◆ **TASK OBJECTIVE**: Lay out each line of the rows below as one string in a JSON list, leaving out blank lines.

::: DATASET EXCERPTS

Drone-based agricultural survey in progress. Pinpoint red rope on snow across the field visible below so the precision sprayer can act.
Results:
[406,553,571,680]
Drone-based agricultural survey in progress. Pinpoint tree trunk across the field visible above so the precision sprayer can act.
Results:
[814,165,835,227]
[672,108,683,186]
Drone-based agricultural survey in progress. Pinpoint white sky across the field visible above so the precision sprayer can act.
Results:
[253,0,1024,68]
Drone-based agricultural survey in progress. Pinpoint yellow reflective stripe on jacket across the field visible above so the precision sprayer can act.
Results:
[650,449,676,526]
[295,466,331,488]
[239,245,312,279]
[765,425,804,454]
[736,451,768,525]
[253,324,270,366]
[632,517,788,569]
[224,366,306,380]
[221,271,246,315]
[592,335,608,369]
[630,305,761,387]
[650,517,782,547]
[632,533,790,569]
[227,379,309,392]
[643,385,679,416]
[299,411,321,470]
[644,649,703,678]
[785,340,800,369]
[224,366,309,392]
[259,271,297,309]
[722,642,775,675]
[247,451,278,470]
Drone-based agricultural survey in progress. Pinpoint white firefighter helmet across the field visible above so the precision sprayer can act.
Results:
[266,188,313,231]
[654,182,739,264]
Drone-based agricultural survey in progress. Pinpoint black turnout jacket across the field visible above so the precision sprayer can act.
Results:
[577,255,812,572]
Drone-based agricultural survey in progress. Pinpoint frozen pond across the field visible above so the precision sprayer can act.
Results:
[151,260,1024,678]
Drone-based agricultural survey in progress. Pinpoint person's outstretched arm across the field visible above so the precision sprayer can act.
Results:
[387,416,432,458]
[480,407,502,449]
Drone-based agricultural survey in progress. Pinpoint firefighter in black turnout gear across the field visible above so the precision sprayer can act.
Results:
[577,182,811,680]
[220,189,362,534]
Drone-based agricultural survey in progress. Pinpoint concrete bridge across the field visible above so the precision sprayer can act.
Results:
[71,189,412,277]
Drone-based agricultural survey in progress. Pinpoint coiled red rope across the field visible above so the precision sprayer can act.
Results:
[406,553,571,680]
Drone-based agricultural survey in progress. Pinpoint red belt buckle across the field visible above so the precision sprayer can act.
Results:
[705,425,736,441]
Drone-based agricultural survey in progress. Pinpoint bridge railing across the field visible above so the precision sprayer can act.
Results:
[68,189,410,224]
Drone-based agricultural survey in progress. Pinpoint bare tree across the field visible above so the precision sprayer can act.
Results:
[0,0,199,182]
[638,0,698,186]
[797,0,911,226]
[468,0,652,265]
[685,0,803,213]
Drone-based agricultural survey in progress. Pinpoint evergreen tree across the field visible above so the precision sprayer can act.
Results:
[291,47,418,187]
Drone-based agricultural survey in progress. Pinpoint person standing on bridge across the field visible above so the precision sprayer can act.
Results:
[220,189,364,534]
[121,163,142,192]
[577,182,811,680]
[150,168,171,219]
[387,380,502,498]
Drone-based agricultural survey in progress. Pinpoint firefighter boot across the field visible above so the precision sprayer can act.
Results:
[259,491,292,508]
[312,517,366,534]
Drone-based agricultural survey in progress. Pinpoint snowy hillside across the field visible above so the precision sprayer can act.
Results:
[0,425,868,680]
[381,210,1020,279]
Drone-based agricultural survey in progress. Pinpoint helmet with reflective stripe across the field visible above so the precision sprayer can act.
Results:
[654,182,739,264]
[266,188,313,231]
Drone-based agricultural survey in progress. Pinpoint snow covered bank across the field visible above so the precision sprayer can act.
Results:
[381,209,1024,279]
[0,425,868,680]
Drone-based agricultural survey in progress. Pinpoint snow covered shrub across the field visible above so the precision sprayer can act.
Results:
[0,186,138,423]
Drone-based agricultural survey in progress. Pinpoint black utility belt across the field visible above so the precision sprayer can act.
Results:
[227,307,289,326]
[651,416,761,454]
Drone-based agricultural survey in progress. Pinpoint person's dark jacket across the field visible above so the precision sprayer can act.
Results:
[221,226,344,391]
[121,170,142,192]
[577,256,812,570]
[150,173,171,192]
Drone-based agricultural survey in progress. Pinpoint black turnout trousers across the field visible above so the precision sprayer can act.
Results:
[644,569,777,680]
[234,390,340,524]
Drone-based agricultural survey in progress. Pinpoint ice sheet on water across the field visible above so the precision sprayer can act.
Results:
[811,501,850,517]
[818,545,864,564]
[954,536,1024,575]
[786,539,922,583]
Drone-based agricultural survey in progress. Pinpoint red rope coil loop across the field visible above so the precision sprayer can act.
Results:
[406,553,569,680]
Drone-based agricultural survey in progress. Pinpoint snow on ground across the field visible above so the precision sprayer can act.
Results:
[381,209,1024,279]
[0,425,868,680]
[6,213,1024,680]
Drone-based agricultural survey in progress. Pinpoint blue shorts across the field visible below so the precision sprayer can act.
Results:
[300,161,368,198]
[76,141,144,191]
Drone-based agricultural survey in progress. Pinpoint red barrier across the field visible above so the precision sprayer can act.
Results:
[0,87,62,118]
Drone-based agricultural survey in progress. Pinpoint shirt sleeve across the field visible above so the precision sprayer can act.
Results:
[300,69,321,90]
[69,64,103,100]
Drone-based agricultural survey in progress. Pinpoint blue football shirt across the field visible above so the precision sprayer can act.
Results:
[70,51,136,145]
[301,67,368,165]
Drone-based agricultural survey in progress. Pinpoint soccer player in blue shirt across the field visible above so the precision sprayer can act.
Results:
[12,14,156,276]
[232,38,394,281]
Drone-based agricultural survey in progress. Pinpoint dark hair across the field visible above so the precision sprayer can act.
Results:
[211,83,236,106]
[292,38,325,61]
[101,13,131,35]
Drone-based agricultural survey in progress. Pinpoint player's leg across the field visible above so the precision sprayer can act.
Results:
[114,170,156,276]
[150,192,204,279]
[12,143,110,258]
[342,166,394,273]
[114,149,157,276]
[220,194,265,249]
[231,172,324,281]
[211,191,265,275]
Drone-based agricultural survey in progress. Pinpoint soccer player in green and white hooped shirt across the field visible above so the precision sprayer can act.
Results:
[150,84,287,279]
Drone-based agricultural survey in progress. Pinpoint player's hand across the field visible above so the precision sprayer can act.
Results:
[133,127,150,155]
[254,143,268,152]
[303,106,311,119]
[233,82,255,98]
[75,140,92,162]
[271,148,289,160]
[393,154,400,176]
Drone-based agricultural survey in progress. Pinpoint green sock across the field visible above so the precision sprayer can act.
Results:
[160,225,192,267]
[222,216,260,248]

::::::

◆ **THE RESULT**:
[
  "Drone-based agricultural survey in progress. Pinpoint red rope on snow across the field visible below so the precision sprayer can act.",
  "Results:",
  "[406,553,571,680]",
  "Drone-based agricultural survey in progress. Pinpoint tree trunk across the field visible above so the precision sprayer can act.",
  "Results:",
  "[814,165,835,227]",
  "[672,108,683,186]",
  "Drone-based agricultural survey in progress. Pinpoint white sky across the field visible above so the precision sprayer can act.",
  "Results:",
  "[253,0,1024,68]",
  "Drone-based agricultural survey in progress. Pinpoint yellow reflective stripe on jacket across the field visible above so the precision sprayer can act.",
  "Results:",
  "[650,449,676,526]",
  "[295,466,331,488]",
  "[239,245,312,279]",
  "[765,425,804,454]",
  "[736,451,768,525]",
  "[253,324,270,366]",
  "[632,517,788,569]",
  "[224,366,306,380]",
  "[221,271,246,315]",
  "[592,335,608,369]",
  "[630,305,761,387]",
  "[650,517,782,547]",
  "[632,533,790,569]",
  "[227,379,309,392]",
  "[643,385,679,416]",
  "[299,411,321,470]",
  "[644,649,703,678]",
  "[785,340,800,369]",
  "[224,366,309,392]",
  "[259,271,297,309]",
  "[722,642,775,675]",
  "[247,451,278,470]",
  "Drone-based agricultural survey in progress. Pinpoint white firefighter helmet across the field visible above so the precision sprayer can act.",
  "Results:",
  "[266,188,313,231]",
  "[654,182,739,264]",
  "Drone-based agricultural survey in progress. Pinpoint black turnout jacket across the field visible above so the precision sprayer can act.",
  "Results:",
  "[577,255,812,572]",
  "Drone-based agricultural survey in progress. Pinpoint frozen pond across the field visible above so the precision sprayer can act.",
  "Results:",
  "[151,260,1024,678]",
  "Drone-based agricultural survey in progress. Pinpoint person's outstretched arm across the field visible above so the precision sprayer can act.",
  "Results:",
  "[387,416,432,458]",
  "[480,407,502,449]",
  "Drone-based agricultural survey in progress. Pinpoint firefighter in black turnout gear across the field visible above so the precision sprayer can act.",
  "Results:",
  "[577,182,811,680]",
  "[220,189,362,534]",
  "Drone-based agricultural survey in progress. Pinpoint concrete bridge across the field visible above so the precision sprayer can act.",
  "Results:",
  "[71,189,412,277]",
  "Drone-based agricultural survey in progress. Pinpoint coiled red rope across the field visible above so the precision sprayer can act.",
  "Results:",
  "[406,553,571,680]",
  "Drone-based agricultural survey in progress. Pinpoint red belt buckle across the field visible above so the precision sprayer can act.",
  "Results:",
  "[705,425,736,441]",
  "Drone-based agricultural survey in progress. Pinpoint bridge railing across the field visible above so the precision sprayer can act.",
  "Results:",
  "[68,189,410,224]",
  "Drone-based agricultural survey in progress. Pinpoint bare tree across the field visible above so the precision sprayer can act.",
  "Results:",
  "[0,0,199,182]",
  "[638,0,698,186]",
  "[797,0,911,226]",
  "[468,0,652,265]",
  "[685,0,803,213]",
  "Drone-based agricultural survey in progress. Pinpoint evergreen tree across the field visible above so the precision sprayer can act.",
  "Results:",
  "[291,47,418,187]",
  "Drone-based agricultural survey in progress. Pinpoint person standing on bridge across the field visible above so the precision sprayer can act.",
  "Results:",
  "[220,189,364,534]",
  "[121,163,142,192]",
  "[577,182,811,680]",
  "[150,168,171,219]",
  "[387,380,502,498]",
  "Drone-based agricultural survey in progress. Pinpoint firefighter boot across the field visible above so the precision sprayer can act.",
  "Results:",
  "[259,491,292,508]",
  "[312,517,366,534]",
  "Drone-based agricultural survey in progress. Pinpoint snowy hillside across the field visible above so the precision sprayer can act.",
  "Results:",
  "[0,425,868,680]",
  "[381,210,1020,279]",
  "Drone-based agricultural survey in progress. Pinpoint helmet with reflective stripe across the field visible above so the precision sprayer can act.",
  "Results:",
  "[654,182,739,264]",
  "[266,188,313,231]",
  "Drone-based agricultural survey in progress. Pinpoint snow covered bank across the field visible above so the precision sprayer can act.",
  "Results:",
  "[381,209,1024,279]",
  "[0,425,868,680]",
  "Drone-based agricultural survey in progress. Pinpoint snow covered shrub across the field visible above so the precision sprayer can act.",
  "Results:",
  "[0,186,138,423]",
  "Drone-based agricultural survey in progress. Pinpoint black utility belt across the field visible above so the precision sprayer can act.",
  "Results:",
  "[227,307,289,326]",
  "[651,416,761,454]",
  "Drone-based agricultural survey in progress. Pinpoint person's dark jacket across the field visible above so the precision sprayer can act.",
  "Results:",
  "[221,226,344,391]",
  "[121,170,142,192]",
  "[577,256,812,570]",
  "[150,173,171,192]",
  "Drone-based agricultural survey in progress. Pinpoint black turnout trousers across the field visible above so the precision sprayer can act.",
  "Results:",
  "[644,569,777,680]",
  "[234,390,340,524]",
  "Drone-based agricultural survey in progress. Pinpoint ice sheet on water across the field visible above so the precision sprayer can act.",
  "Results:",
  "[811,501,850,517]",
  "[818,545,864,564]",
  "[954,536,1024,575]",
  "[786,539,922,583]",
  "Drone-based agricultural survey in progress. Pinpoint red rope coil loop across the field visible above so the precision sprayer can act.",
  "Results:",
  "[406,553,569,680]",
  "Drone-based agricultural survey in progress. Pinpoint snow on ground across the field visible above so the precision sprayer can act.",
  "Results:",
  "[381,209,1024,279]",
  "[0,425,868,680]",
  "[6,213,1024,680]",
  "Drone-based agricultural survey in progress. Pinpoint blue shorts across the field visible below so the precision sprayer can act.",
  "Results:",
  "[300,161,368,198]",
  "[76,141,144,191]",
  "Drone-based agricultural survey in progress. Pinpoint red barrier across the field visible above so the precision sprayer can act.",
  "Results:",
  "[0,87,62,118]",
  "Drone-based agricultural survey in progress. Pinpoint shirt sleeve across the field visible above so the precision sprayer can act.",
  "Results:",
  "[300,69,321,90]",
  "[69,64,103,100]",
  "Drone-based agricultural survey in progress. Pinpoint blue football shirt across the field visible above so the precision sprayer can act.",
  "Results:",
  "[70,51,136,145]",
  "[301,67,368,165]",
  "Drone-based agricultural survey in progress. Pinpoint soccer player in blue shirt across the field visible above so the precision sprayer can act.",
  "Results:",
  "[12,14,156,276]",
  "[232,38,394,281]",
  "Drone-based agricultural survey in progress. Pinpoint dark hair across the field visible above so the precision sprayer can act.",
  "Results:",
  "[211,83,236,106]",
  "[292,38,325,61]",
  "[101,13,131,35]",
  "Drone-based agricultural survey in progress. Pinpoint player's leg across the field visible above so the precision sprayer can act.",
  "Results:",
  "[114,170,156,276]",
  "[150,192,204,279]",
  "[12,143,110,258]",
  "[342,166,394,273]",
  "[114,149,157,276]",
  "[220,194,265,249]",
  "[231,172,324,281]",
  "[211,191,265,275]",
  "Drone-based agricultural survey in progress. Pinpoint soccer player in green and white hooped shirt across the field visible above so the precision sprayer can act.",
  "Results:",
  "[150,84,287,279]",
  "Drone-based agricultural survey in progress. Pinpoint player's hand across the field visible above so the precision sprayer can act.",
  "Results:",
  "[133,127,150,155]",
  "[254,143,268,152]",
  "[303,106,311,119]",
  "[233,82,255,98]",
  "[75,140,92,162]",
  "[271,148,289,160]",
  "[393,154,400,176]",
  "Drone-based agricultural survey in progress. Pinpoint green sock across the field visible above so the precision sprayer can act.",
  "Results:",
  "[160,225,192,267]",
  "[222,216,260,248]"
]